PASSAGE EXTRAIT:

+-------+

Femmes, enfants, personnes âgées... Du jour au lendemain, ils sont contraints de quitter leur famille, leurs amis, leur ville, leur culture, leur place dans le monde... Du jour au lendemain, il n’y a plus d’autre option : fuir pour sauver leur vie.

En quelques jours, plus de trois millions de personnes quittent leur pays, en proie au désespoir, à une profonde tristesse, au désarroi, à la douleur... elles cherchent refuge partout où elles le peuvent. 

Oui, dans la mort, il y a la résurrection. La lumière, même faible, l’emporte sur les ténèbres. Des blessures germent les graines de la vie.

Face à la folie, une vague de solidarité déferle également dans les cœurs européens.

+-------+

DONNÉES FOURNIES:

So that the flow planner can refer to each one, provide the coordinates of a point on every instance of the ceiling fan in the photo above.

+-------+

EXERCICES PROPOSÉS:
A) Les affirmations suivantes sont-elles conformes au passage extrait ? Répondez par oui ou par non et citez à l’identique les mots du passage qui tranchent.
(i) En quelques jours, plus de trois millions de personnes quittent leur pays.
(ii) Les ténèbres l’emportent sur la lumière.
(iii) Une vague de solidarité déferle dans les cœurs européens.
B) Répondez brièvement aux questions suivantes en vous appuyant sur le passage extrait.
(i) Quelle est la seule option qui demeure, du jour au lendemain ?
(ii) Où les personnes qui quittent leur pays cherchent-elles refuge ?
(iii) Que germe-t-il des blessures ?

CORRIGÉ DÉTAILLÉ:
A)
(i) Oui : « En quelques jours, plus de trois millions de personnes quittent leur pays ».
(ii) Non : « La lumière, même faible, l’emporte sur les ténèbres. »
(iii) Oui : « une vague de solidarité déferle également dans les cœurs européens ».

B)
(i) Fuir pour sauver leur vie.
(ii) Partout où elles le peuvent.
(iii) Les graines de la vie.